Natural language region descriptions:
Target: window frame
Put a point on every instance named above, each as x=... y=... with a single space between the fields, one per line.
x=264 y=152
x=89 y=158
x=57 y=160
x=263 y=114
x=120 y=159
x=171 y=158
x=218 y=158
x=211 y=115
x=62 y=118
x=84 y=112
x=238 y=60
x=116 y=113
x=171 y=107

## What the exercise asks
Repeat the data exactly. Leave nothing out.

## Problem solution
Target: window frame
Put a point on every instance named above, each as x=... y=... with a single space between the fields, one per line.
x=264 y=152
x=89 y=158
x=57 y=160
x=263 y=114
x=120 y=159
x=171 y=158
x=218 y=158
x=211 y=115
x=62 y=118
x=84 y=112
x=238 y=60
x=116 y=113
x=171 y=107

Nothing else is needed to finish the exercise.